**What to do**
(a) Transcribe the part of the trout stocking thread starting with "or 20 guys fish" and going on through "stocked or not?".
(b) Rewrite the paragraph of the trout stocking thread that begins "How about the chicken or the egg?" in a single shorter sentence that keeps its main point.

Supply and demand; it's that simple. Demand is measured in fishing trips per stocked trout.
 
10 people fish one time in an area that has 20 trout and they each catch and keep two trout and you happen to stop and do the survey that day

or 20 guys fish an area 10 times and release all fish and you don't happen to see any of them

How in the heck do you decide which stream deserves to get stocked or not?

Is that too simplistic?
 
Mike wrote:
Supply and demand; it's that simple. Demand is measured in fishing trips per stocked trout.

How about the chicken or the egg? Stop stocking local wild trout streams of high/fishable biomass and the fishermen will follow the trout to the fewer streams that are stocked.
 
Do trout hold all year in that part of the Schuylkill River. I lived on the headwaters of the little Schuylkill for 20 years but never fished the Schuylkill at port Clinton.
 
Mike doesn't stock many wild trout streams. Speaking of that, though the Ltl. does have wild trout in it, that's why it is stocked now. People started catching trout after it started to get cleaner, and asked for it to be stocked.
It doesn't hold trout year round because of dams, particularly the ones above Tamaqua. The one in S. Tamaqua doesn't help either, Mike can we get rid of the dams?
 
Has anyone fished this in the last day or two? I'm wondering if there is anything going on up top since Afishn posted.

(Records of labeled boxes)
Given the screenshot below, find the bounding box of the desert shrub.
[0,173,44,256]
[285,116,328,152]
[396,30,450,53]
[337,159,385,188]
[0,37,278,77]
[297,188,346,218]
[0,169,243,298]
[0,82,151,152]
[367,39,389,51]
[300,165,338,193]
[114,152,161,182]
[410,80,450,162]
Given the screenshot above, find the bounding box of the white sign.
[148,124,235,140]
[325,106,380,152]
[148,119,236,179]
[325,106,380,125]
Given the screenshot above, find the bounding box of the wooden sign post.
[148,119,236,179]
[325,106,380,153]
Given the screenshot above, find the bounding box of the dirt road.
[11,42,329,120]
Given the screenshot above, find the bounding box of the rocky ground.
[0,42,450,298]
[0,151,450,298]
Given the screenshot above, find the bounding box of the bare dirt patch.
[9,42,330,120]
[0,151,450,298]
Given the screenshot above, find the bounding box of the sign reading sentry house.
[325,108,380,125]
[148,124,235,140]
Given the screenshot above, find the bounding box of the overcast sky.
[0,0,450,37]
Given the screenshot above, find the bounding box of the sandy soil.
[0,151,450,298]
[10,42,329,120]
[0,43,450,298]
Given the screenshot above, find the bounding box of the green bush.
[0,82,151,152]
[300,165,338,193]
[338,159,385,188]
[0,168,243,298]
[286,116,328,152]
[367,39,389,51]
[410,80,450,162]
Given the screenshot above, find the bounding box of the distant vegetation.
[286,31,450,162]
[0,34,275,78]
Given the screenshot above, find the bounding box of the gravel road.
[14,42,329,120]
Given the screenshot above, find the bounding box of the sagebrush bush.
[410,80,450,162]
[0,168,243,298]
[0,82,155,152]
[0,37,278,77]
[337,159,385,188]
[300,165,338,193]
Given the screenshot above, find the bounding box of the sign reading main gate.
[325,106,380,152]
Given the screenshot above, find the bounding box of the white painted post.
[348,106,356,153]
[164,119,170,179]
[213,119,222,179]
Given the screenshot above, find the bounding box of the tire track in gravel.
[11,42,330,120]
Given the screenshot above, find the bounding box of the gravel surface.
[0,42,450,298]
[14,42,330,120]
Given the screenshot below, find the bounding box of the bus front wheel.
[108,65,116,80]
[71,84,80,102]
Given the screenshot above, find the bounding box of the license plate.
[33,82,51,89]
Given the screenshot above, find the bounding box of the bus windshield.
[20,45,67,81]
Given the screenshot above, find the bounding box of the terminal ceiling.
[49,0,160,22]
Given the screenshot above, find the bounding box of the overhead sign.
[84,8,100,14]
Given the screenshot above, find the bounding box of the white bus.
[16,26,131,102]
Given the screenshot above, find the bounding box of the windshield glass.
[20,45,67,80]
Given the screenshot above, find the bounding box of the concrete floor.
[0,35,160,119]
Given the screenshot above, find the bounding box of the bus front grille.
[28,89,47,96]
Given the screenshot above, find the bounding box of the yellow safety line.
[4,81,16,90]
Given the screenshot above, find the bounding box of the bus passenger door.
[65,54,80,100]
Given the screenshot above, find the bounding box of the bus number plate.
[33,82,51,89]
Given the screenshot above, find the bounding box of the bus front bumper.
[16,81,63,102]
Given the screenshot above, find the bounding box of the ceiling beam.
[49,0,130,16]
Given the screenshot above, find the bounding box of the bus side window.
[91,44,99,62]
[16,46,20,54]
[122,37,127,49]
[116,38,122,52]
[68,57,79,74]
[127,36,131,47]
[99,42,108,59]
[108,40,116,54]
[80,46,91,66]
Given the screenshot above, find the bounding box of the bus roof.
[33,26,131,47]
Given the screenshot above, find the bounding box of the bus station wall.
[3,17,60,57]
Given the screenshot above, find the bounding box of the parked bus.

**Task responses**
(a)
or 20 guys fish an area 10 times and release all fish and you don't happen to see any of them

How in the heck do you decide which stream deserves to get stocked or not?

(b) It's a chicken-or-egg question: if stocking stops on local wild trout streams with high, fishable biomass, anglers will follow the trout to the fewer streams that are still stocked.